Problems to solve
1 > According to the text on quiet corruption, how does the World Bank define "quiet corruption"?
2 > Write the next part of the text on quiet corruption, starting after its final sentence.

Selected text
Until recently, the debate about corruption and development has been dominated by identification and measurement of “big time” corruption, notably administrative and political corruption at the highest levels of government.
Yet “big time” corruption is just the tip of the iceberg; “quiet corruption”, is frequently simmering below the surface.
In its latest report on entitled Africa Development Indicators 2010, the World Bank defines ‘Quiet corruption’ as the failure of public servants to deliver goods or services paid for by governments.
The report charges that quiet corruption is pervasive and widespread across Africa and is adversely affecting Africa’s poor in the long term.
The report notes that most studies on corruption focus on an exchange of money – bribes to powerful political designees or kickbacks to public officials.
Conversely, “quiet corruption” although smaller in monetary terms, is particularly harmful for the poor, who are more vulnerable and more reliant on government services and public systems to satisfy their most basic needs.
The report also stresses the long-term effects. ‘A child denied a proper education because of absentee teachers will suffer in adulthood with low cognitive skills and weak health.
The absence of drugs and doctors means unwanted deaths from malaria and other diseases. Farmers used to receiving diluted fertilizers may choose to stop using them altogether, leaving them in low-productivity agriculture.’
Therefore “Quiet corruption” can be just as detrimental to a country’s overall economic growth and development as large corruption and bribery scandals that receive much attention.
In the long run, acts of “quiet corruption” such as teacher absenteeism affect a nation’s ability to compete and prosper in the international marketplace for a long time because if they are widespread, the country’s population will lack the skills needed to compete.
Rwanda performs better in terms of control of corruption, compared to many African countries. The World Bank Enterprise Survey conducted in Rwanda in 2006 indicates that Rwanda performs better in terms of corruption compared to other low income and African countries.

Information given
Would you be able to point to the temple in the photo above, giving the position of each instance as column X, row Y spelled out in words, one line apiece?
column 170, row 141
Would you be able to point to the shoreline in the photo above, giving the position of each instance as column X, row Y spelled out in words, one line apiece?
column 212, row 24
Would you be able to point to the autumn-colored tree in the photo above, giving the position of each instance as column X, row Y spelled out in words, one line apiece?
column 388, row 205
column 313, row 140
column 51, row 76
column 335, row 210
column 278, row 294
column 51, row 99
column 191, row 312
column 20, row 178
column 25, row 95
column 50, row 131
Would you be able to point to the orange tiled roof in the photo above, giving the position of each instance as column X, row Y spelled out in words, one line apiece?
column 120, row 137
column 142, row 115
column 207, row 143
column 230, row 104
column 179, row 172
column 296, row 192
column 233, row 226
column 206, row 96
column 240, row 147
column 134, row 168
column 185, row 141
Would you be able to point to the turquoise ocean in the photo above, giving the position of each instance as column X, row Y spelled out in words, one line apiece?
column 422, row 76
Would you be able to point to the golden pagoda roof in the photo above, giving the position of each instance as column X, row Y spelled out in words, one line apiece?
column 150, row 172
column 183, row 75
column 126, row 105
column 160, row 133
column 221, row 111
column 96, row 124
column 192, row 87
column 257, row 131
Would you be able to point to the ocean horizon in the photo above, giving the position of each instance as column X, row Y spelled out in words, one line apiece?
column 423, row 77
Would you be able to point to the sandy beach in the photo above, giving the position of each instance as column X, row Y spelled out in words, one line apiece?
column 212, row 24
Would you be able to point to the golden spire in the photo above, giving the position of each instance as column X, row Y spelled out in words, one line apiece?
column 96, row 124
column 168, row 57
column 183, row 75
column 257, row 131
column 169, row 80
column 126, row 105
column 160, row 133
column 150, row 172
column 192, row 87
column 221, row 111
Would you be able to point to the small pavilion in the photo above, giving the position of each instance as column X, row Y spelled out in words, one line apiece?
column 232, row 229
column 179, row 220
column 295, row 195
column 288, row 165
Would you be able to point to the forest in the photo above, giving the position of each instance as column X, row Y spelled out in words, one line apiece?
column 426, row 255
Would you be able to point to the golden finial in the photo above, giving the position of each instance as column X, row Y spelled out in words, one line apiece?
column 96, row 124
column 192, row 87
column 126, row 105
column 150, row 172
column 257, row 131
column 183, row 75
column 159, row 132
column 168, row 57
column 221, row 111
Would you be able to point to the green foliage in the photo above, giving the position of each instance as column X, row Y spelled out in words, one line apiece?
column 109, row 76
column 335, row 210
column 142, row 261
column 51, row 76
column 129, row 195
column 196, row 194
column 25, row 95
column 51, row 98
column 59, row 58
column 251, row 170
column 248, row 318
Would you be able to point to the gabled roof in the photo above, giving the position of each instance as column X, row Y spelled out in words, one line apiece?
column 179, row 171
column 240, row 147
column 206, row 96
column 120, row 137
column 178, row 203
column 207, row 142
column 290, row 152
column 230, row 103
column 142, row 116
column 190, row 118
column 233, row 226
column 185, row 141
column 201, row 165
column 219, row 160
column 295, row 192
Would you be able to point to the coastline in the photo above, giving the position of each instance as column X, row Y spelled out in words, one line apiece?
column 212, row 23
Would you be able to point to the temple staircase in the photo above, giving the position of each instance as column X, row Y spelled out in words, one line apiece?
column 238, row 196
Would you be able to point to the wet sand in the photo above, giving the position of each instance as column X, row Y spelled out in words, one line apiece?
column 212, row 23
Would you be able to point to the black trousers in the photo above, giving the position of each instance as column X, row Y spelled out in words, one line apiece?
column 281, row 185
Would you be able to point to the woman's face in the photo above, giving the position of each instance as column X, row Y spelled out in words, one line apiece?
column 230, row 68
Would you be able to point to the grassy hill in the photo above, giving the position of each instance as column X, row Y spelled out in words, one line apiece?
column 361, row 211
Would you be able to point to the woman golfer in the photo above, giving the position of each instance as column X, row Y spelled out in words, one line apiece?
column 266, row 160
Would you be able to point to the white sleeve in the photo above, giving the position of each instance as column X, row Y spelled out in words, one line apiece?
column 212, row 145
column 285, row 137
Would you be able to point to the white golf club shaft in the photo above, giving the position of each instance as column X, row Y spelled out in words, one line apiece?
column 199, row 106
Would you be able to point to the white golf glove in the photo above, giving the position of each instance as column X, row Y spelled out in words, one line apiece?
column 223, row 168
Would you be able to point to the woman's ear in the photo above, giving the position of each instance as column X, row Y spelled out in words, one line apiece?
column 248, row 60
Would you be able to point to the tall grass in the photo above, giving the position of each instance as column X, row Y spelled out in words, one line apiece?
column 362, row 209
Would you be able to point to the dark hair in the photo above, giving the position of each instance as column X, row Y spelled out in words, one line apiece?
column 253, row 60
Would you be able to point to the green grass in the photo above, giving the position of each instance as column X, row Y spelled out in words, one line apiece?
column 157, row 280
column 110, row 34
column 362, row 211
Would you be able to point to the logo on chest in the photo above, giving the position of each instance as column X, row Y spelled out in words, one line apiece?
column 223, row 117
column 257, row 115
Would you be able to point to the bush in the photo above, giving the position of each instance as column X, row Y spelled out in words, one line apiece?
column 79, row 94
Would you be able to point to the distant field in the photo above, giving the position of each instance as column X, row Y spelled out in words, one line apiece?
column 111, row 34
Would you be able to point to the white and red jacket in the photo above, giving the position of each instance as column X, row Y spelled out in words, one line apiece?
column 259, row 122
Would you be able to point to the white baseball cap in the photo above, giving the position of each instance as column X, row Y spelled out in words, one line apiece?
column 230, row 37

Task-by-task answers
1 > It is the failure of public servants to deliver goods or services paid for by governments.

2 >
Only 4.4 percent of the firms surveyed identified corruption as a major constraint to doing business in the country. 20 percent of the firms report making unofficial payments to get things done, compared to an average of 48 percent in other African countries.
So far in the fight against “quiet corruption”, the government can be applauded for the radical transport market reform that eliminated entry barriers to the market.
Due to the transport reforms after 1994, prices declined by more than 30 percent in nominal terms and almost 75 percent in real terms, according to the World Bank.
This is largely attributed to elimination of quiet corruption in the transport sector, since no major investment in infrastructure was carried out during this period.
The case of the transport reform clearly reveals that seriously addressing the effect of “quiet corruption” might induce effective gains that conceal any other potential benefit arising from a pure increase in expenditures.
In spite of these efforts, we are yet to see a crack down on “quiet corruption” which is much alive particularly in public offices. For instance, very institutions take record of daily attendance at work or keep track of working hours.
It is not surprising that most civil servants take longer breaks than the usual allocated time for lunch, report late for work or leave too early. Others miss work regularly without explanation. Yet these “petty” acts in the long run affect public service delivery.
In the case of private sector, “quiet corruption” for instance, a delay in issuance of a certain critical document may mean additional cost.
There also still instance of petty corruption reported by the business community in the clearing process of goods. For a small business entity this additional cost may push them out of the market.
The country already has the institutional capacity to fight corruption. But success in fighting “quiet corruption” begins from recognition of the vice as a serious development challenge.
Indeed, although combating ‘big time” corruption is necessary, fighting quiet corruption is critical if government wants to reduce poverty and promote sustainable growth.